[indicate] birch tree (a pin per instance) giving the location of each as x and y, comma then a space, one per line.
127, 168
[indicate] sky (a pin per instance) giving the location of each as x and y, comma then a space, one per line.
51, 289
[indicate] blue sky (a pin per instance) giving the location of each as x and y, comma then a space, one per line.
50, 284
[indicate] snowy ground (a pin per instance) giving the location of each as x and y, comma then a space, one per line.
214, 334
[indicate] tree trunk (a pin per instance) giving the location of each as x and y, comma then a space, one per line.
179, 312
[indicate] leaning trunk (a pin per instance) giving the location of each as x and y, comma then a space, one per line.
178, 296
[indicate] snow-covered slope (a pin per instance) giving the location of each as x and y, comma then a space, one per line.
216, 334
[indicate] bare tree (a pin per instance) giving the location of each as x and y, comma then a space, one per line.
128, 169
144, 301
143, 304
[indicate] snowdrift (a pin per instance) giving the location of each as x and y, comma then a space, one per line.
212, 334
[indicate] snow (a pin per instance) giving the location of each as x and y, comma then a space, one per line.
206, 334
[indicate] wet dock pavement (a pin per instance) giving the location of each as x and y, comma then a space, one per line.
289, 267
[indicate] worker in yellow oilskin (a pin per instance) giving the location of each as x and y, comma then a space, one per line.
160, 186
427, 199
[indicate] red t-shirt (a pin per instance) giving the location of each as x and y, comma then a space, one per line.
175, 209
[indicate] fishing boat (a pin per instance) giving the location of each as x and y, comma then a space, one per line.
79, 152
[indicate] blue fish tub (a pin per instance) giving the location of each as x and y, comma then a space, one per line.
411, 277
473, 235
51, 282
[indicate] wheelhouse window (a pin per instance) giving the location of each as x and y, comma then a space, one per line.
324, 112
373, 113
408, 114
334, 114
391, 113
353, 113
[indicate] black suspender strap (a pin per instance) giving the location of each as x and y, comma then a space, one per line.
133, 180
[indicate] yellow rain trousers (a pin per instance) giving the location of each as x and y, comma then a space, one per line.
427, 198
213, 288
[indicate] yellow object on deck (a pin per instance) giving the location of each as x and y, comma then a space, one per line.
+ + +
▸ What you will do: A faithful, word-for-word transcript of the material above is the required answer.

▸ Exercise solution:
[indicate] birch tree (a pin per instance) giving the location of each as x and y, comma then a space, one per line.
127, 168
[indicate] sky (a pin per instance) giving the location of each as x and y, comma then a space, one per line.
51, 289
[indicate] blue sky (a pin per instance) giving the location of each as x and y, comma then a space, one per line.
50, 284
[indicate] snowy ground (a pin per instance) giving the location of each as x and y, comma then a space, one per line.
214, 334
[indicate] tree trunk (a pin per instance) giving the location of each as x and y, comma then a space, one per line.
179, 312
[indicate] leaning trunk (a pin per instance) giving the location of each as x and y, comma then a space, one per line.
178, 296
[indicate] snow-covered slope (a pin per instance) giving the location of each as x and y, comma then a space, one per line.
216, 334
[indicate] bare tree (a pin per instance) giving the location of each as x and y, comma then a space, one per line.
128, 169
144, 301
143, 304
[indicate] snowdrift (a pin per instance) giving the location of each as x and y, comma then a space, one per line.
212, 334
[indicate] snow (a pin per instance) giving the location of each as x and y, comma then a space, one per line.
206, 334
[indicate] wet dock pavement (a pin per instance) giving the location of each as x and y, comma then a space, one per line.
289, 267
[indicate] worker in yellow oilskin (a pin per instance) giving the location of each as x and y, comma then a space, one per line.
160, 186
427, 199
[indicate] red t-shirt (a pin per instance) giving the location of each as x and y, comma then a space, one per line.
175, 209
[indicate] fishing boat (a pin per instance) giving the location of each as x and y, comma then a space, one per line.
79, 152
[indicate] blue fish tub (a pin per instance) giving the location of each as x and y, comma then a space, one per line.
411, 277
473, 235
51, 282
[indicate] wheelhouse window (a pin per instance) giving the location of each as x and y, comma then a space, one per line.
324, 112
373, 113
408, 114
334, 114
391, 113
353, 113
[indicate] black suspender strap (a pin per instance) giving the location of each as x and y, comma then a space, one per line.
133, 180
[indicate] yellow rain trousers (a pin per instance) giving the location of each as x and y, comma then a space, one per line.
427, 198
213, 288
[indicate] yellow object on deck (a pin per instance) giving the location of each as x and y, comma then a space, one per line.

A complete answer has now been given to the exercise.